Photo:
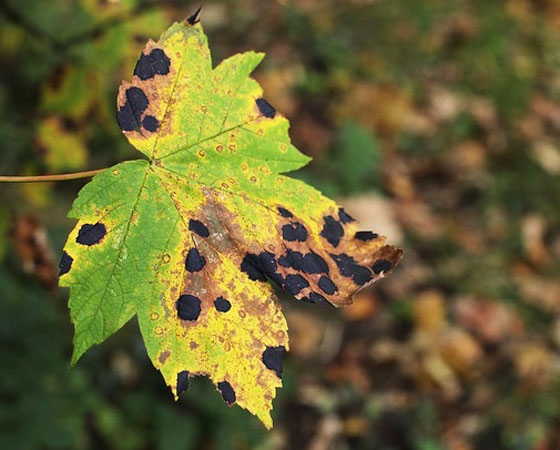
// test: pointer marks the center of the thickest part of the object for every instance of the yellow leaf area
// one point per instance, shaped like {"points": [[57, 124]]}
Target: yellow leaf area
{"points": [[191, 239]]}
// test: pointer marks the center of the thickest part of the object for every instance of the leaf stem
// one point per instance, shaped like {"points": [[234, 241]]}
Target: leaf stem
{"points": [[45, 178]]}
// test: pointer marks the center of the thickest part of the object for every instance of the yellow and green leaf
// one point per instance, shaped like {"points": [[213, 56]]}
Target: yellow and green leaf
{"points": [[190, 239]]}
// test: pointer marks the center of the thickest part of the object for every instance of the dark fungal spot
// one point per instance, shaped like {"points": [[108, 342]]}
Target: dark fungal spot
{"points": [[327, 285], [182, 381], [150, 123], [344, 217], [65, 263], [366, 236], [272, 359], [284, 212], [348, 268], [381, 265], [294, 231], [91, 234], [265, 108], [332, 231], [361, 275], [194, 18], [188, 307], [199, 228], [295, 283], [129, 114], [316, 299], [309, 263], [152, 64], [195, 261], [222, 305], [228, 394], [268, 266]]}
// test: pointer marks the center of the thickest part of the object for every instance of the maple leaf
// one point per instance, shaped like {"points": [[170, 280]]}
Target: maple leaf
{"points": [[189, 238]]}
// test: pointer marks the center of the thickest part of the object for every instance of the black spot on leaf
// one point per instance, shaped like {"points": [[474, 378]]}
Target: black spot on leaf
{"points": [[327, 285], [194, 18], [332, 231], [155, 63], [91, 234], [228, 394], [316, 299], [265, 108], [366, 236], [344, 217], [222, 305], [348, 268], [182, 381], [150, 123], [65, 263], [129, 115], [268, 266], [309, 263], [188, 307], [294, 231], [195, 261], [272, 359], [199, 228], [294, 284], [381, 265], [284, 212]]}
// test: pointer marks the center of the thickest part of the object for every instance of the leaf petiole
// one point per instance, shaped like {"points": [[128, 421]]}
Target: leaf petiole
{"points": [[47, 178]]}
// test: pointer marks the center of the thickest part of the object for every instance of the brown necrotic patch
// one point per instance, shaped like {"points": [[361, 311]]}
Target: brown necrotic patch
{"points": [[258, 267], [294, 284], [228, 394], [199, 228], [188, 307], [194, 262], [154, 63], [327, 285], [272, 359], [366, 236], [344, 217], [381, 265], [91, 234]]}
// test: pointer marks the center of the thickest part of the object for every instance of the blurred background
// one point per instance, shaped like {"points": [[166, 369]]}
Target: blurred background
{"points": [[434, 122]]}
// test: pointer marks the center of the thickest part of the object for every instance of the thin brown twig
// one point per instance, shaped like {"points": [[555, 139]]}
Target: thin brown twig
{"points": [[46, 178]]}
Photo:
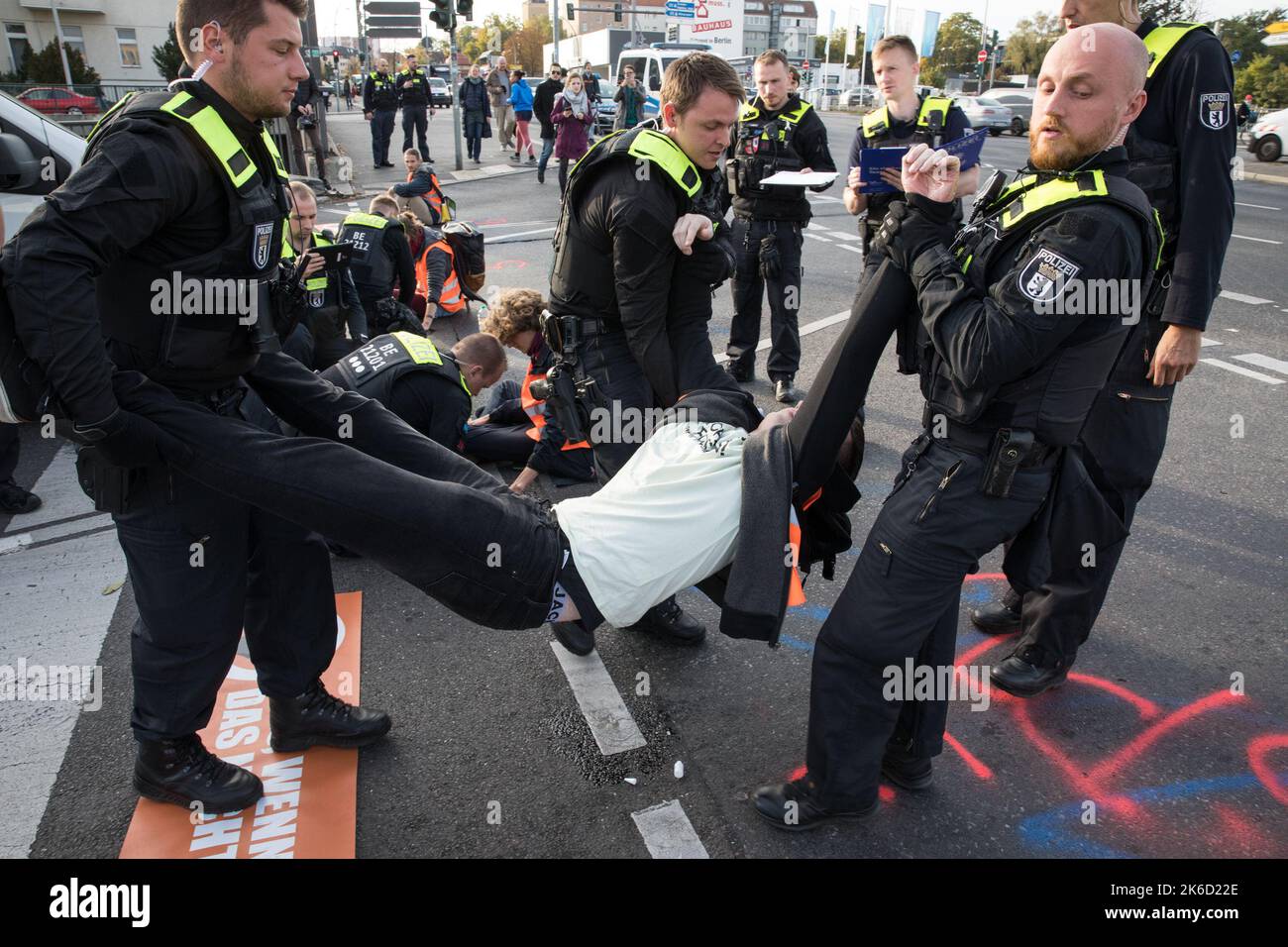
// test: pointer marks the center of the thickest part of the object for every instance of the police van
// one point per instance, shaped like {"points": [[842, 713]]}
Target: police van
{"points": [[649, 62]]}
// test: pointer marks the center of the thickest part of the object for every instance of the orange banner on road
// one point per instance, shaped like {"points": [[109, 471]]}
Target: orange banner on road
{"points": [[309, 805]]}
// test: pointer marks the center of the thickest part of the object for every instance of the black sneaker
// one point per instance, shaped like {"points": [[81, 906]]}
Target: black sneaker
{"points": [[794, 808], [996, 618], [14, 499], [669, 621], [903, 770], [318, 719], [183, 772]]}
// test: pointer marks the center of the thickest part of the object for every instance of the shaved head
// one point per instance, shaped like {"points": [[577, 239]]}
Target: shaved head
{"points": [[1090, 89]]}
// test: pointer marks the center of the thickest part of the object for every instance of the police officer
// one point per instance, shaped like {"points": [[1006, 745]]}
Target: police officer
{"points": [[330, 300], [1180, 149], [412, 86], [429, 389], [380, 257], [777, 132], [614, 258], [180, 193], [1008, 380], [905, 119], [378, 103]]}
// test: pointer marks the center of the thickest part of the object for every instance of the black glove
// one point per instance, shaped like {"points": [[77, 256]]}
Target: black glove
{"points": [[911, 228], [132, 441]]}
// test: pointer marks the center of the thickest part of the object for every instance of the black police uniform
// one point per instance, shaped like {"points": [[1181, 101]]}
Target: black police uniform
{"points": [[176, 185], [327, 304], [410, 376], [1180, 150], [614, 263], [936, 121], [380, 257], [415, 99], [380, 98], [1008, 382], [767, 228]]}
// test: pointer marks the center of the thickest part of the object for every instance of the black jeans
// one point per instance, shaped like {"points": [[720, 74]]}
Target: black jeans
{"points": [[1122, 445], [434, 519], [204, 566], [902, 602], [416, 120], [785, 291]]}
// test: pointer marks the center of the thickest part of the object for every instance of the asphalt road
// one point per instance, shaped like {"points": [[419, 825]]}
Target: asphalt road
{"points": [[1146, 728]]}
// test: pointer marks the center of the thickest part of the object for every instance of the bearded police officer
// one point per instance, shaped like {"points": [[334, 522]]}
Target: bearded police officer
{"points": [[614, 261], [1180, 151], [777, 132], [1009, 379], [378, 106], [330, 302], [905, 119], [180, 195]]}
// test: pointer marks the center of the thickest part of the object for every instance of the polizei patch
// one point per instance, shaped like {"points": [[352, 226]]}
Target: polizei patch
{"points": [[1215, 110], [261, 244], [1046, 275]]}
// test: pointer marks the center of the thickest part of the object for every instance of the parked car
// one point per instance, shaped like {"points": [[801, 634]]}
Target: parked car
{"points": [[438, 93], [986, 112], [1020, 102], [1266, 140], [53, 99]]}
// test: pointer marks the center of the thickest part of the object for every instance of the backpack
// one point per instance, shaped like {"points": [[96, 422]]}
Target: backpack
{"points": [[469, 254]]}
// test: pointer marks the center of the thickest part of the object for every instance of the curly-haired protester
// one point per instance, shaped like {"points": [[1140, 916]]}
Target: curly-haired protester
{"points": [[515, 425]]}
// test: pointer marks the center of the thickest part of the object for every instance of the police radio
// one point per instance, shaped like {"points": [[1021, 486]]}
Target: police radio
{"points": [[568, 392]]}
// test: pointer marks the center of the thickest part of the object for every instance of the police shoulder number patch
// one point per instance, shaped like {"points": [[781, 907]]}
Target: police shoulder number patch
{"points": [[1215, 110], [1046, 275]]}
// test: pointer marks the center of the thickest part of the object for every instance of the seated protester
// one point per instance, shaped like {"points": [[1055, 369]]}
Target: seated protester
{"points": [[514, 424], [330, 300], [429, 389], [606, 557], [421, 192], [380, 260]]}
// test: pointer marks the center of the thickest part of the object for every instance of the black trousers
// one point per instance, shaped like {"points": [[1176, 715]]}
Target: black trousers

********************

TASK GOAL » Every entry must be reproduced exactly, with the images left out.

RESPONSE TO THE TASK »
Photo:
// test: pointer marks the center of the thickest part of the object for every instance of the yellow leaf area
// one point per instance, shaped like {"points": [[57, 124]]}
Target: yellow leaf area
{"points": [[191, 239]]}
// test: pointer marks the center of the thickest part of the object for every instance of the leaf stem
// one point per instance, shaped like {"points": [[234, 241]]}
Target: leaf stem
{"points": [[45, 178]]}
// test: pointer marks the center of the thickest part of the object for every instance of the yellow and green leaf
// one point per instance, shaped like {"points": [[213, 56]]}
Target: yellow and green leaf
{"points": [[190, 239]]}
// test: pointer marks the center of the thickest part of the object for every instance of the dark fungal spot
// one point per instance, shaped like {"points": [[108, 342]]}
Target: dark fungal spot
{"points": [[327, 285], [182, 381], [150, 123], [344, 217], [65, 263], [366, 236], [272, 359], [284, 212], [348, 268], [381, 265], [294, 231], [91, 234], [265, 108], [332, 231], [361, 275], [194, 18], [188, 307], [199, 228], [295, 283], [129, 114], [316, 299], [309, 263], [152, 64], [195, 261], [222, 305], [228, 394], [268, 266]]}
// test: pointer marks the center of the thickest part of the object for every instance of the maple leaf
// one point per instance, shaped like {"points": [[170, 280]]}
Target: maple leaf
{"points": [[189, 238]]}
// test: pointer marks the center of the thickest part of the object for every instance of the black spot on leaf
// one point per instance, shaped like {"points": [[474, 378]]}
Target: black spot on leaf
{"points": [[327, 285], [194, 18], [332, 231], [155, 63], [91, 234], [228, 394], [316, 299], [265, 108], [366, 236], [344, 217], [222, 305], [348, 268], [182, 381], [150, 123], [65, 263], [129, 115], [268, 266], [309, 263], [188, 307], [294, 231], [195, 261], [272, 359], [199, 228], [294, 284], [381, 265], [284, 212]]}
// test: pointer marks the center of the thickest part of the object for every instance of the leaf petiole
// one point per instance, shaped like {"points": [[128, 421]]}
Target: leaf petiole
{"points": [[47, 178]]}
// test: pointer marks the center of the thickest part of the object for every instance of the brown necrotic patch
// one point per instance, shaped like {"points": [[361, 311]]}
Target: brown necrotic patch
{"points": [[258, 267], [294, 284], [228, 394], [199, 228], [188, 307], [194, 262], [154, 63], [327, 285], [272, 359], [366, 236], [344, 217], [381, 265], [91, 234]]}
// test: pointer marks the center of the thickest part of the object for every instance of the blurred background
// one point per instance, shaped like {"points": [[166, 369]]}
Target: blurred background
{"points": [[434, 122]]}
// test: pointer marks the center of the thickest part of the object for every instance of the thin brown twig
// one point per instance, shaped like {"points": [[555, 139]]}
Target: thin brown twig
{"points": [[46, 178]]}
Photo:
// test: pointer marks the center of the thickest part of the object for every instance of the police van
// one point per instance, shaped like {"points": [[842, 713]]}
Target: police van
{"points": [[649, 62]]}
// test: pointer marks the center of the thickest part of the object for every instance of the orange banner on road
// one point per instance, shaped like {"points": [[109, 471]]}
Target: orange banner on road
{"points": [[309, 805]]}
// test: pointer marks the center of the thickest part of the object for every instance of the black sneaker
// one point per instance, shaped like {"points": [[81, 906]]}
Target: black sneaker
{"points": [[794, 808], [996, 618], [14, 499], [669, 621], [903, 770], [318, 719], [183, 772]]}
// test: pointer marks the center of the thickest part of the object for every instance of the shaved head
// one point per instance, shaped like {"points": [[577, 239]]}
Target: shaved head
{"points": [[1090, 89]]}
// test: pointer marks the center of the thickest part of the object for every instance of the police officer
// one point per instance, shaped like {"points": [[1006, 745]]}
Target: police officer
{"points": [[330, 300], [1180, 149], [412, 86], [429, 389], [380, 257], [777, 132], [614, 258], [180, 193], [1008, 380], [905, 119], [378, 103]]}
// test: pointer marks the center of the thickest part of the object for every instance of the black glove
// one point per instance, shaped like {"points": [[77, 256]]}
Target: black glove
{"points": [[911, 228], [132, 441]]}
// test: pointer marks the center of the thickest part of the object for every instance of the black police uniform
// one point per instance, shaped like {"points": [[1181, 101]]}
Target: black police uniform
{"points": [[176, 185], [327, 304], [410, 376], [1180, 150], [614, 263], [936, 121], [380, 257], [415, 99], [380, 98], [1008, 382], [767, 228]]}
// test: pointer marks the center of the thickest part of the object for every instance of the black jeans
// one point per instance, shaped like {"points": [[720, 74]]}
Target: black jeans
{"points": [[1122, 445], [434, 519], [204, 566], [902, 602], [416, 120], [785, 291]]}
// test: pointer marks the center of the thickest part of the object for every instance of the asphalt road
// one point per instance, shaped like {"points": [[419, 825]]}
Target: asphalt road
{"points": [[1146, 728]]}
// test: pointer marks the center of the thickest part of the object for every instance of the bearded police officer
// one point per instance, shaped like {"points": [[334, 522]]}
Target: bearded police officer
{"points": [[614, 261], [1180, 151], [777, 132], [1009, 379], [378, 106], [330, 302], [905, 119], [180, 195]]}
// test: pointer marks the center of the thickest part of the object for every instance of the polizei patch
// one point per instance, shaped like {"points": [[352, 226]]}
Target: polizei patch
{"points": [[1215, 110], [261, 244], [1046, 275]]}
// test: pointer marks the center of the thickest part of the object for every instance of the parked car
// one point per instance, shaped like {"points": [[801, 634]]}
Target: parked car
{"points": [[438, 93], [986, 112], [1020, 102], [1266, 140], [53, 99]]}
// test: pointer marks the center of the thickest part of the object for every instance of the backpack
// one point per instance, shaped like {"points": [[96, 422]]}
Target: backpack
{"points": [[469, 254]]}
// test: pointer marks the center of the thickest part of the object for every instance of the curly-haired protester
// one point per instance, shaped like {"points": [[1140, 916]]}
Target: curly-haired protester
{"points": [[515, 425]]}
// test: pointer marks the center of the thickest part of the object for every instance of the police radio
// one point per instance, shaped like {"points": [[1021, 486]]}
Target: police radio
{"points": [[568, 392]]}
// test: pointer marks the center of the thickest part of the object for every instance of the police shoulder number patch
// one point per instance, shaped like {"points": [[781, 907]]}
Target: police shoulder number patch
{"points": [[1215, 110], [1046, 275]]}
// test: pointer marks the center of the thickest part of the object for every instance of the seated protester
// one point per instance, shaped like {"points": [[1055, 369]]}
Target: seated protester
{"points": [[514, 424], [330, 300], [429, 389], [606, 557], [421, 192], [380, 260]]}
// test: pointer marks the center of the thickest part of the object for every instance of the black trousers
// one point per instance, shaped like {"points": [[1176, 715]]}
Target: black trousers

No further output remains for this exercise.